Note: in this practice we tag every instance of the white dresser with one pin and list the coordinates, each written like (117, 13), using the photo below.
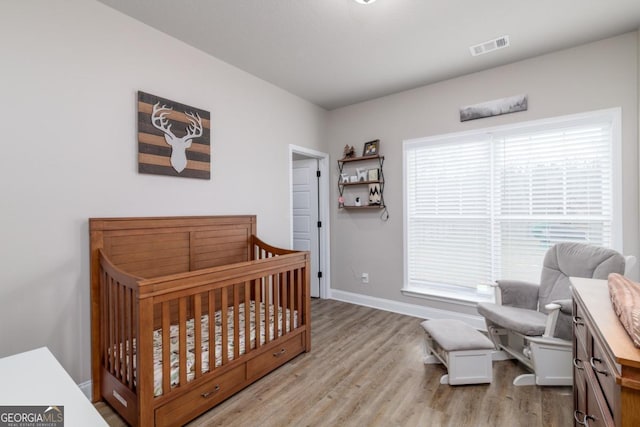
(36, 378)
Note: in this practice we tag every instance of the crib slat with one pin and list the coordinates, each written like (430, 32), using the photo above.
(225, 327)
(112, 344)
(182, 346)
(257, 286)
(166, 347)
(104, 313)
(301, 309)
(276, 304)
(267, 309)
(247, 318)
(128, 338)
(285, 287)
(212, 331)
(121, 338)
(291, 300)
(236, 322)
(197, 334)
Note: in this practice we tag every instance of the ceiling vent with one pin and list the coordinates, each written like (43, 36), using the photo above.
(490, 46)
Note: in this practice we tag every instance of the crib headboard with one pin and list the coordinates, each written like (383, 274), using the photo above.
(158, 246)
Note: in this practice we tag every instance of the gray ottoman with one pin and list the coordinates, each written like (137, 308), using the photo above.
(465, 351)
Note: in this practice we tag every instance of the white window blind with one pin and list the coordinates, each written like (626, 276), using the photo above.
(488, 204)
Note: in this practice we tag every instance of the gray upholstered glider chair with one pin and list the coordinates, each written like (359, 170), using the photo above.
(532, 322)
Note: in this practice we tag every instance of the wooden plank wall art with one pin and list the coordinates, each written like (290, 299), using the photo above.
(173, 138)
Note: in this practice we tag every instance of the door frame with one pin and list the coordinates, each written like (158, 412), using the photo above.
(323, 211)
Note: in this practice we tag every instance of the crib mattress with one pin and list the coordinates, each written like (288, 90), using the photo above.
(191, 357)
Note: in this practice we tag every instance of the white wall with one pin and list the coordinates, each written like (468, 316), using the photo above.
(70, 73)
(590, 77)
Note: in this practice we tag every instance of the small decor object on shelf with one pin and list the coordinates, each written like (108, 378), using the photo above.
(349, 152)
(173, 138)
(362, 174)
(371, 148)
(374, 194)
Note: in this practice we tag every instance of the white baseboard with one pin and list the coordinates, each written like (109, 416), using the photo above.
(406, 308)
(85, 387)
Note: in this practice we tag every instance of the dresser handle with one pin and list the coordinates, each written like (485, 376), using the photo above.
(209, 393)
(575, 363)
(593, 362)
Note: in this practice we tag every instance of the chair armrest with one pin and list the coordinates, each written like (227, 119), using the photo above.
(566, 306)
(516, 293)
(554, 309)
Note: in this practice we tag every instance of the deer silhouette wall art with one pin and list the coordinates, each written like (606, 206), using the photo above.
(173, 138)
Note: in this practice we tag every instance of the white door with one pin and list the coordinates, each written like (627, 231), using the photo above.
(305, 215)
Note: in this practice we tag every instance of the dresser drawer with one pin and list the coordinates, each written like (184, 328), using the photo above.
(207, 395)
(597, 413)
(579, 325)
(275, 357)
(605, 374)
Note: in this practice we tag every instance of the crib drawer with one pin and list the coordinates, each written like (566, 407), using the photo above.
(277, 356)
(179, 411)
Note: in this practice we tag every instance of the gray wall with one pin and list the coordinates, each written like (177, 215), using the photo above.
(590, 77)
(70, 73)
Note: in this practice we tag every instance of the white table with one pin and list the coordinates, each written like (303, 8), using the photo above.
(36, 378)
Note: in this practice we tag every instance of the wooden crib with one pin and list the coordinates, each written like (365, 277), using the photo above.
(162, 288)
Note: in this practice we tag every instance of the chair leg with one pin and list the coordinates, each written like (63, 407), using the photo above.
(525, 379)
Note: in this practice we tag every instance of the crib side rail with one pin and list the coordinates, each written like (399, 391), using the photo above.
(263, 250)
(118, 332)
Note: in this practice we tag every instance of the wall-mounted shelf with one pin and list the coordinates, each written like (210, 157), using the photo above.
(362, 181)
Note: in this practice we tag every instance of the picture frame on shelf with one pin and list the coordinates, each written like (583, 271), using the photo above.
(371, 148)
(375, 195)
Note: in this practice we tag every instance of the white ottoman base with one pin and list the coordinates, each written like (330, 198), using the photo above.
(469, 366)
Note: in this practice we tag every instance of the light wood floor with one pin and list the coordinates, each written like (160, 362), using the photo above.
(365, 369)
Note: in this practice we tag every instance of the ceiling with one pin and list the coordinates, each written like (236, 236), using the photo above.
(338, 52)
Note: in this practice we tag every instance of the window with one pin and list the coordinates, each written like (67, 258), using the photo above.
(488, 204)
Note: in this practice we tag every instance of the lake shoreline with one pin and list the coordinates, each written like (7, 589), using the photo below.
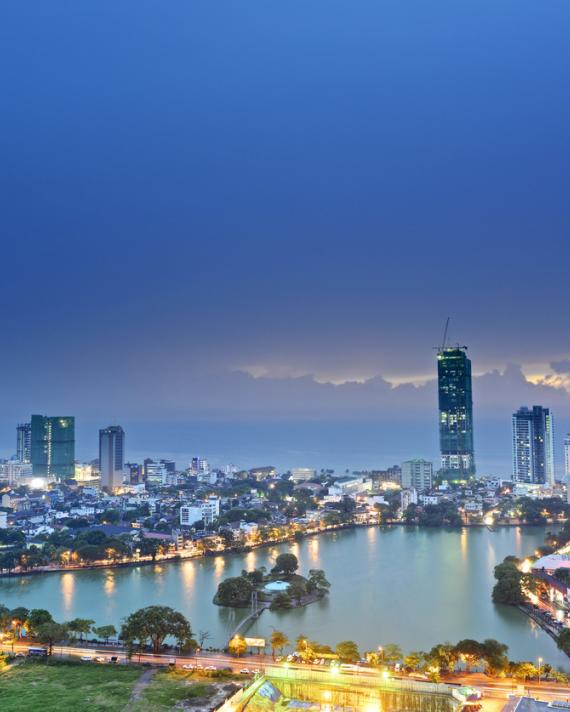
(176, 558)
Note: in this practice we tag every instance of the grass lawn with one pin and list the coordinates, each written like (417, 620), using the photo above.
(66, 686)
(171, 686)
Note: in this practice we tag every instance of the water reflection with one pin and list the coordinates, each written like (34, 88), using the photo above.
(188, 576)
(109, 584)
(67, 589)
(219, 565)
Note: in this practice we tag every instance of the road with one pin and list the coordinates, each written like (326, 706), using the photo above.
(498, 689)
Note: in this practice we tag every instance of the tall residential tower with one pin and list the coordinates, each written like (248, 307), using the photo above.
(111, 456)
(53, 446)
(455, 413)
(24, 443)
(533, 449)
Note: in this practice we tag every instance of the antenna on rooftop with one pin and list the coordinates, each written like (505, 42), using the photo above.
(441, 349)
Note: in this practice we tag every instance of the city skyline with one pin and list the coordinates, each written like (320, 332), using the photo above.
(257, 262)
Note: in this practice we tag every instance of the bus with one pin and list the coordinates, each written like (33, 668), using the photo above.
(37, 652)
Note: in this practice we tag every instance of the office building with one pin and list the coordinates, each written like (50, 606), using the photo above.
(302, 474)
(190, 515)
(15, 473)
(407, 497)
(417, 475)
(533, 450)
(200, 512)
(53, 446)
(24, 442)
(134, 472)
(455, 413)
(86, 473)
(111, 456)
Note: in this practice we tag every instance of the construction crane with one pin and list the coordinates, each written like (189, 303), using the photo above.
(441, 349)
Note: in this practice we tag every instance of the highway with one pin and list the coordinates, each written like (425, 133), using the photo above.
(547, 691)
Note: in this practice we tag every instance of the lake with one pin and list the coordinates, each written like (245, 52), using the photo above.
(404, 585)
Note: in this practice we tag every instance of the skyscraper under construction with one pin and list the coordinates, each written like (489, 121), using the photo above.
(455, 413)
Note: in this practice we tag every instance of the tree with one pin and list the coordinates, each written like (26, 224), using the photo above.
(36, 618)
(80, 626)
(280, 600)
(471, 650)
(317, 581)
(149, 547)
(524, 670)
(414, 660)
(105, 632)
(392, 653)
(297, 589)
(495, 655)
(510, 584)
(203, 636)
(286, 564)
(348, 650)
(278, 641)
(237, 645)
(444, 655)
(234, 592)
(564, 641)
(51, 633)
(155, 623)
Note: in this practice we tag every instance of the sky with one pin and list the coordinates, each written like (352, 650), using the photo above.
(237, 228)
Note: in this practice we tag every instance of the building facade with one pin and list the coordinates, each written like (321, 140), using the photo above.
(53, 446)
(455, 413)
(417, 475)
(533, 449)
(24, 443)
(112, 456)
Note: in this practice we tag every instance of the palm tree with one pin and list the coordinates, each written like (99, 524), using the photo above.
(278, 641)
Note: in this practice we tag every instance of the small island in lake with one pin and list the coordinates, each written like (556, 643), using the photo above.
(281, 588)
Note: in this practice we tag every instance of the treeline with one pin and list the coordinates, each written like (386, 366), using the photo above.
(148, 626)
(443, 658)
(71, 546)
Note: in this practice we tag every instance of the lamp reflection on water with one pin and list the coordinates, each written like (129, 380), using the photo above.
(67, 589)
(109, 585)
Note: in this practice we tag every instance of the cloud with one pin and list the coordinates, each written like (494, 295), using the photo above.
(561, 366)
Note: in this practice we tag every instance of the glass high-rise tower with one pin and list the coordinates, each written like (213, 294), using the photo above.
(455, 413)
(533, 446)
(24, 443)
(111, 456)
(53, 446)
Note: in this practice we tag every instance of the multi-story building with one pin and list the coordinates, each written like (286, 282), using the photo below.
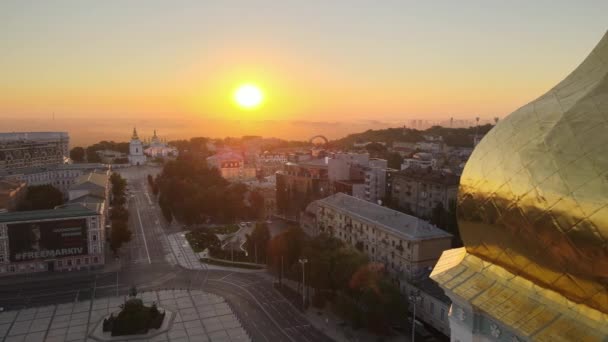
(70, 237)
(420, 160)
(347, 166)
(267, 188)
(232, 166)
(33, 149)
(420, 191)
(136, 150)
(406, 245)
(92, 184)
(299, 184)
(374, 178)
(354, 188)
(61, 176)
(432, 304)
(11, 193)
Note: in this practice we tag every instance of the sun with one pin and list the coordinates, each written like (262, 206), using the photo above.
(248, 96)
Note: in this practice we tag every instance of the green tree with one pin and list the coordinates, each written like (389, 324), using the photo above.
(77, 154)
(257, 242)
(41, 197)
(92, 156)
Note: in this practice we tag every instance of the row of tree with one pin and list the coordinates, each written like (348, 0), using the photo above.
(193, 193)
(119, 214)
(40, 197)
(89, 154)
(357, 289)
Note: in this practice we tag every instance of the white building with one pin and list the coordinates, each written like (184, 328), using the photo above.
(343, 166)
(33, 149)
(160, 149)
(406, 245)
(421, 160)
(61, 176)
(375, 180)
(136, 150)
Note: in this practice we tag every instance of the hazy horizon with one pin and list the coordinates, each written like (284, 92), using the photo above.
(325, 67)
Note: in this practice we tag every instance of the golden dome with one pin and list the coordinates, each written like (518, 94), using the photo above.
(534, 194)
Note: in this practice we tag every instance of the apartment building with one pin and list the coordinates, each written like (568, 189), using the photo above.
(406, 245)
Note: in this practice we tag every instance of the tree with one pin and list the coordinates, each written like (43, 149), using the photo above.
== == ==
**BRIEF**
Take the line containing "Note: in this practice we tag every instance of the apartment" and every line after it up to the last line of the listing, and output them exactly, with nothing else.

**RESULT OF THE TASK**
Note: in this practice we tag every instance of the apartment building with one pin and list the coordinates, each written like (568, 189), using the photo above.
(406, 245)
Note: in this practice we tag every instance of the tree with one pin and list the coordinates, each written like (43, 149), using the photo above.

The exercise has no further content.